**EXERCISE**
Output the records exactly, and drop each picture.

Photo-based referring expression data

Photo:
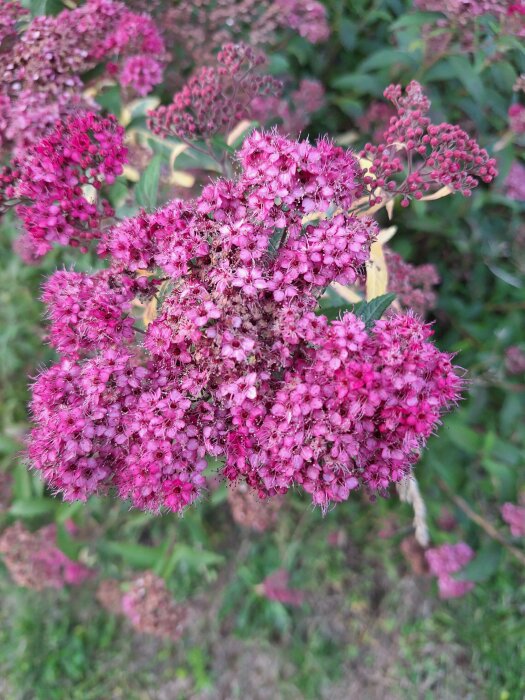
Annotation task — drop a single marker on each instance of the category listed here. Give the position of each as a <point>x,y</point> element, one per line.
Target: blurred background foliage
<point>369,627</point>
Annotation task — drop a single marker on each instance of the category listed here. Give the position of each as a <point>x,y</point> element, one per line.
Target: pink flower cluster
<point>197,30</point>
<point>417,157</point>
<point>49,185</point>
<point>413,285</point>
<point>236,364</point>
<point>461,20</point>
<point>34,561</point>
<point>293,114</point>
<point>514,184</point>
<point>276,587</point>
<point>446,560</point>
<point>215,97</point>
<point>42,67</point>
<point>514,516</point>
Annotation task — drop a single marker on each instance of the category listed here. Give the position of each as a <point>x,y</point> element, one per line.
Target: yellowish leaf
<point>376,273</point>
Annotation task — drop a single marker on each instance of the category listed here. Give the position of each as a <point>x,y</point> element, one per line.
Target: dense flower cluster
<point>236,364</point>
<point>446,560</point>
<point>418,157</point>
<point>34,561</point>
<point>55,186</point>
<point>413,285</point>
<point>517,118</point>
<point>514,516</point>
<point>515,360</point>
<point>41,68</point>
<point>250,511</point>
<point>215,98</point>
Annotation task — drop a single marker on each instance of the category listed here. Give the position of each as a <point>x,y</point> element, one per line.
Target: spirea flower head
<point>215,98</point>
<point>55,186</point>
<point>34,561</point>
<point>150,608</point>
<point>417,157</point>
<point>446,560</point>
<point>235,364</point>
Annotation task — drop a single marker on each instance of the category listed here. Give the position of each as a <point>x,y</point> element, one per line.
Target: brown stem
<point>481,522</point>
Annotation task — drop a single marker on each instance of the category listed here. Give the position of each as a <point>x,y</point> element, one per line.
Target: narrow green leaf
<point>146,191</point>
<point>484,565</point>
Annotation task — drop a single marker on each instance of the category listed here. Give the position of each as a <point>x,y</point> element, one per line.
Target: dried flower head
<point>34,561</point>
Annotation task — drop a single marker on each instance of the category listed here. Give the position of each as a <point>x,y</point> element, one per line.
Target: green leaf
<point>137,555</point>
<point>146,191</point>
<point>370,311</point>
<point>32,508</point>
<point>484,565</point>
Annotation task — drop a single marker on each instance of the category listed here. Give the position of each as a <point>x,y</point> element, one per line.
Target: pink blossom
<point>446,560</point>
<point>276,587</point>
<point>514,516</point>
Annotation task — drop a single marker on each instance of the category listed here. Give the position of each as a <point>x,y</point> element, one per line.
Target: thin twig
<point>481,522</point>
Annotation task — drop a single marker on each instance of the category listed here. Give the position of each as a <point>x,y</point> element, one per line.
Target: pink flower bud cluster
<point>215,98</point>
<point>375,119</point>
<point>235,364</point>
<point>34,561</point>
<point>292,115</point>
<point>41,70</point>
<point>418,157</point>
<point>250,511</point>
<point>514,184</point>
<point>514,516</point>
<point>516,115</point>
<point>55,186</point>
<point>413,285</point>
<point>446,560</point>
<point>150,608</point>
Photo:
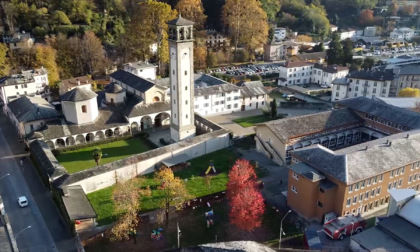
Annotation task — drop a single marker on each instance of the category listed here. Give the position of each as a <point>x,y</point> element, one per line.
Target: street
<point>48,230</point>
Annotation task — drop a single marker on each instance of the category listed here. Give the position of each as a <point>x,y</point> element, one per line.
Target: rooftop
<point>382,110</point>
<point>132,80</point>
<point>331,68</point>
<point>361,161</point>
<point>106,119</point>
<point>253,88</point>
<point>74,82</point>
<point>28,109</point>
<point>293,127</point>
<point>78,94</point>
<point>376,75</point>
<point>290,64</point>
<point>77,204</point>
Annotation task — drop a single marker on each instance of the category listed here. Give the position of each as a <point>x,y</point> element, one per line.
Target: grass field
<point>196,186</point>
<point>81,159</point>
<point>252,120</point>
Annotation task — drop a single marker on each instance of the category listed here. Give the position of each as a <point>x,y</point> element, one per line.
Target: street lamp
<point>281,228</point>
<point>16,236</point>
<point>8,174</point>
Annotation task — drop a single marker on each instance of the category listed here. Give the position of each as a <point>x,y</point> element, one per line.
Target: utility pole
<point>178,232</point>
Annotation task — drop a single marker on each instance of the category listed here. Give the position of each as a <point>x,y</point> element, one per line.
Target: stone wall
<point>121,170</point>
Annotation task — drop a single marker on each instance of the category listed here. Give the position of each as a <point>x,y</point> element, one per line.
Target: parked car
<point>22,201</point>
<point>341,227</point>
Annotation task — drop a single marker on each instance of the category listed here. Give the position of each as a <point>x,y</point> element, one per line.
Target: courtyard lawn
<point>252,120</point>
<point>81,159</point>
<point>195,183</point>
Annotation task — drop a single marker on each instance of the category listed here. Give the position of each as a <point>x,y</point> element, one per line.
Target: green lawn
<point>196,186</point>
<point>81,159</point>
<point>252,120</point>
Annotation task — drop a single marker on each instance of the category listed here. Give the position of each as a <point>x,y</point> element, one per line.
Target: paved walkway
<point>226,120</point>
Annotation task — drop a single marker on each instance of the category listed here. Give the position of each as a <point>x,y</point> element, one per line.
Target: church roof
<point>180,21</point>
<point>114,88</point>
<point>78,94</point>
<point>27,109</point>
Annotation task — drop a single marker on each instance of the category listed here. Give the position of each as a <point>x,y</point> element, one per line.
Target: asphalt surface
<point>48,230</point>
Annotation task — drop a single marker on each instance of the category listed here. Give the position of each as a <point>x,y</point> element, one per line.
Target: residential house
<point>352,180</point>
<point>69,84</point>
<point>216,40</point>
<point>326,74</point>
<point>402,33</point>
<point>296,73</point>
<point>144,70</point>
<point>371,83</point>
<point>31,82</point>
<point>253,94</point>
<point>29,114</point>
<point>19,40</point>
<point>398,232</point>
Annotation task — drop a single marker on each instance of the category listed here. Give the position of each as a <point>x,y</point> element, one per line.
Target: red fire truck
<point>341,227</point>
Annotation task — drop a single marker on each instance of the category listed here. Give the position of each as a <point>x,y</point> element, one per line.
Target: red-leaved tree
<point>245,199</point>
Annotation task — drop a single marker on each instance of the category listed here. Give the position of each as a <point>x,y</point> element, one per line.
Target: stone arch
<point>70,141</point>
<point>134,127</point>
<point>109,133</point>
<point>162,119</point>
<point>90,137</point>
<point>146,122</point>
<point>80,139</point>
<point>99,136</point>
<point>117,131</point>
<point>51,145</point>
<point>60,143</point>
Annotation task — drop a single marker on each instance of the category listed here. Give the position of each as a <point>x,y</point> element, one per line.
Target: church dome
<point>114,88</point>
<point>78,94</point>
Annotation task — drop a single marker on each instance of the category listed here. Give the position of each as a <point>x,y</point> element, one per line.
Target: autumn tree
<point>192,10</point>
<point>46,57</point>
<point>409,92</point>
<point>245,200</point>
<point>4,66</point>
<point>246,22</point>
<point>335,51</point>
<point>174,191</point>
<point>97,155</point>
<point>126,197</point>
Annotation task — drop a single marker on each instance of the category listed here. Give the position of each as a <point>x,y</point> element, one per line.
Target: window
<point>319,203</point>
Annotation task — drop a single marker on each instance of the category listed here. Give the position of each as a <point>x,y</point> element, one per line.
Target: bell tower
<point>181,74</point>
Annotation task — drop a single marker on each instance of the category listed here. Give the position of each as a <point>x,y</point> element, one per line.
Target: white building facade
<point>31,82</point>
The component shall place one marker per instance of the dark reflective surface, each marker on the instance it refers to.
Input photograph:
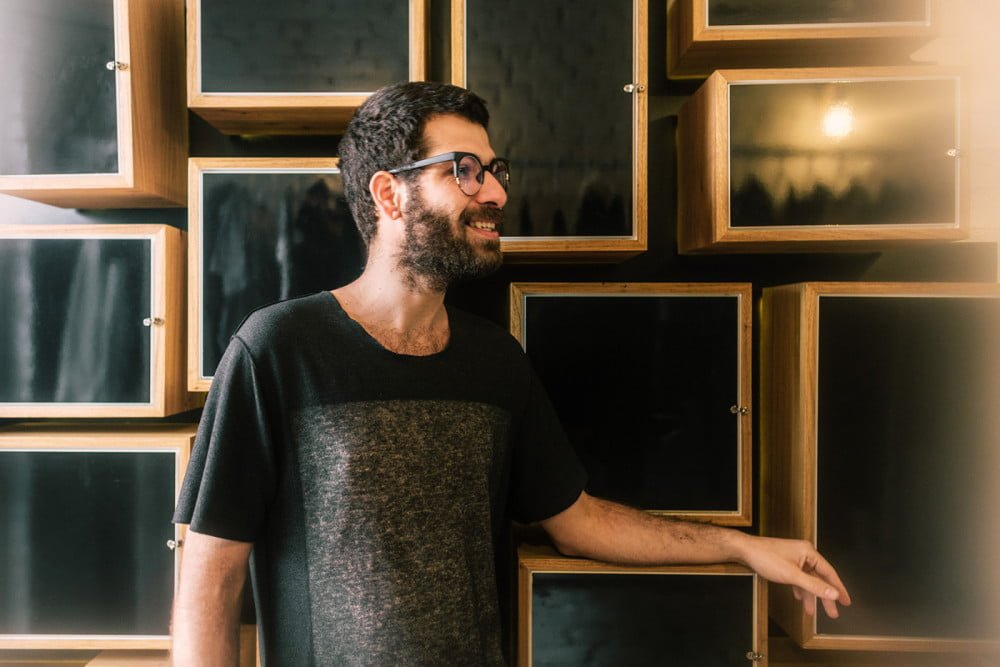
(303, 45)
(909, 489)
(269, 236)
(587, 620)
(557, 110)
(83, 542)
(57, 109)
(71, 330)
(643, 386)
(851, 153)
(783, 12)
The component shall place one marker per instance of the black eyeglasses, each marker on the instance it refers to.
(468, 170)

**SOLUTION FOR THIS TASK**
Photo:
Annotation task — drop a single marker on each instance of the category listed here. Give the position of each as a <point>x,y</point> element, one per line.
Target: blurred background foliage
<point>369,627</point>
Annotation task — drop a single marker on each instance of the category listed here. Give the position of each as a <point>x,y</point> element, one per line.
Target: pink flower cluster
<point>197,30</point>
<point>417,157</point>
<point>49,185</point>
<point>413,285</point>
<point>236,364</point>
<point>461,20</point>
<point>34,561</point>
<point>293,114</point>
<point>514,184</point>
<point>276,587</point>
<point>446,560</point>
<point>215,97</point>
<point>42,67</point>
<point>514,516</point>
Annotation task — drop a single marker on each instance of the category listed here. Give the position of each as a <point>x,y</point> element, one per line.
Target: yellowish leaf
<point>376,273</point>
Annotation task — drop a single marker on each instance of the category listed here. Give the position of each as a <point>x,y</point> element, one per line.
Target: dense flower cluster
<point>236,364</point>
<point>446,560</point>
<point>418,157</point>
<point>34,561</point>
<point>55,186</point>
<point>413,285</point>
<point>517,118</point>
<point>514,516</point>
<point>515,360</point>
<point>41,68</point>
<point>250,511</point>
<point>215,98</point>
Annotation task — drop a single marker on each instance of the category listed here. Give the position of each as a <point>x,y</point> element, one per line.
Target: spirea flower head
<point>215,98</point>
<point>55,186</point>
<point>34,561</point>
<point>150,608</point>
<point>417,157</point>
<point>446,560</point>
<point>235,364</point>
Annotation task — drop a single marker on each instance of the category listed here. Give the position of each as a <point>x,y</point> element, one per line.
Target: brown stem
<point>481,522</point>
Annotation task — drop a single marker on each instance of the category listed here. Give the position of each as a <point>x,y</point> element, one per line.
Target: narrow green leaf
<point>146,191</point>
<point>484,565</point>
Annotation task — drop a single marker on each instance of the category listed here. Give the position of each as a <point>x,y</point> element, one per line.
Target: dried flower head
<point>34,561</point>
Annotation task — drop a single marker on each instance of the category listed here. Give the position of each as a <point>x,y</point> element, one per line.
Target: green leaf
<point>137,555</point>
<point>146,191</point>
<point>370,311</point>
<point>32,508</point>
<point>484,565</point>
Annotation task — drop a single marker on each instance of the category listed here. Give the position of each as a <point>x,y</point> element, one per line.
Target: pink blossom
<point>446,560</point>
<point>276,587</point>
<point>514,516</point>
Annotation task — drop a single marker on each instance of the category listed here. Give the position of each as a <point>x,y</point> element, one per line.
Target: thin twig
<point>481,522</point>
Annotation task — drop a single marker on each instance of the category listed here. Give the position of each as a <point>x,y</point> element, one per line.
Target: pink flower bud cluster
<point>215,98</point>
<point>375,119</point>
<point>235,364</point>
<point>34,561</point>
<point>292,115</point>
<point>41,70</point>
<point>418,157</point>
<point>250,511</point>
<point>514,184</point>
<point>514,516</point>
<point>516,115</point>
<point>55,186</point>
<point>413,285</point>
<point>446,560</point>
<point>150,608</point>
Photo:
Annotation task — drop a single marker on each instance of the category listed here. Give the position of each as a <point>x,y</point> element, one per line.
Target: street
<point>48,230</point>
Annotation task — drop a single marker on each instance of the category listed here. Give the position of each as a <point>x,y</point> element, one per line.
Target: rooftop
<point>382,110</point>
<point>132,80</point>
<point>331,68</point>
<point>361,161</point>
<point>106,119</point>
<point>253,88</point>
<point>74,82</point>
<point>28,109</point>
<point>293,127</point>
<point>78,94</point>
<point>376,75</point>
<point>290,64</point>
<point>77,204</point>
Annotation task — drop a single marker on each instance of the category listed here. Give the position of each as a <point>x,y</point> element, one per line.
Target: grass field
<point>196,186</point>
<point>81,159</point>
<point>252,120</point>
Annotation task — drop a single marker on each instance of the category listed here. Give the position of each as a <point>x,y</point> element, one per line.
Target: street lamp
<point>281,228</point>
<point>16,236</point>
<point>8,174</point>
Annotation task — drop a single marker on each instance of the category listed here. Give the position of each as a <point>x,y</point> element, one per line.
Target: utility pole
<point>178,232</point>
Annotation task — drop a single marker on each instance of the category listed here. Give the position of each as a <point>x,y</point> element, one per line.
Target: stone wall
<point>121,170</point>
Annotation task — drop a single marker on each instance of the category listed here. Give the position of each as a <point>x,y</point> element, one per line.
Target: parked car
<point>22,201</point>
<point>341,227</point>
Annotation task — drop a single marker on each instance of the category listed here. Give the position of each as a <point>x,y</point> element, one per line.
Target: courtyard lawn
<point>252,120</point>
<point>81,159</point>
<point>195,183</point>
Annotation task — drop a single marker on each instance of the category listed here. Give the position of each as a <point>x,y</point> element, one per line.
Target: green lawn
<point>196,186</point>
<point>81,159</point>
<point>252,120</point>
Annotation task — drop a single marker on each instance of the category listed here. Give the position of each as a <point>x,y</point> element, one per line.
Target: paved walkway
<point>226,120</point>
Annotation task — drop a single marker on each instance of the category listed here. Give the position of each as a <point>x,y</point> element, one per line.
Target: church roof
<point>180,21</point>
<point>114,88</point>
<point>78,94</point>
<point>27,109</point>
Annotation task — drop a single marker on each instance of the category listed here. Give the position of each as a <point>x,y</point> element, one per line.
Target: asphalt surface
<point>48,230</point>
Annotation task — drop a single marker on each instance of the category listed here. Give the position of each as a <point>x,y</point> element, one per line.
Target: residential house
<point>352,180</point>
<point>69,84</point>
<point>216,40</point>
<point>326,74</point>
<point>402,33</point>
<point>296,73</point>
<point>144,70</point>
<point>371,83</point>
<point>31,82</point>
<point>253,94</point>
<point>29,114</point>
<point>19,40</point>
<point>398,232</point>
Annotation task — drop a single marker on each instance of the category listed here. Give the position of each as a <point>x,y</point> element, one per line.
Target: red fire truck
<point>341,227</point>
Annotation task — drop a single marker on each instance of the category listed here. Give the position of each as a <point>x,y</point> element, one per line.
Target: red-leaved tree
<point>245,199</point>
Annotation task — drop a single marker on each instance of the category listed here. Give the position of each as a <point>x,y</point> element, one per line.
Target: stone arch
<point>70,141</point>
<point>134,127</point>
<point>109,133</point>
<point>162,119</point>
<point>90,137</point>
<point>146,122</point>
<point>80,139</point>
<point>99,136</point>
<point>117,131</point>
<point>51,145</point>
<point>60,143</point>
Annotation task — drop a single marker on each instance of the category listed here. Give the position of each as a <point>x,y</point> element, one per line.
Target: church dome
<point>114,88</point>
<point>78,94</point>
Annotation task — drop a single marker on each instance of the category listed here. Give the position of each as a <point>x,y</point> element, one per line.
Target: autumn tree
<point>192,10</point>
<point>46,57</point>
<point>409,92</point>
<point>245,200</point>
<point>4,66</point>
<point>246,22</point>
<point>335,51</point>
<point>174,191</point>
<point>97,155</point>
<point>126,197</point>
Annotation task — drop a single marker on each instance of the category listed here. Give the position of each as a <point>x,y</point> element, one per line.
Target: window
<point>319,203</point>
Annotation task — drop a single marker on each instance of the category listed here. Give the position of each as a <point>x,y</point> element, one per line.
Target: bell tower
<point>181,74</point>
Annotation task — drop a single marker on each instance of the category listed here. Give the position of each as a <point>x,y</point> element, one per line.
Target: white building facade
<point>31,82</point>
The component shall place one marker per instance of the dark reflective surface, each marker on the instance it refers to.
Input photograph:
(303, 45)
(909, 489)
(269, 236)
(587, 620)
(557, 110)
(83, 542)
(57, 109)
(71, 330)
(643, 386)
(851, 153)
(783, 12)
The component shall place one marker per instance of the black eyeglasses, each marker on the instance it refers to.
(468, 170)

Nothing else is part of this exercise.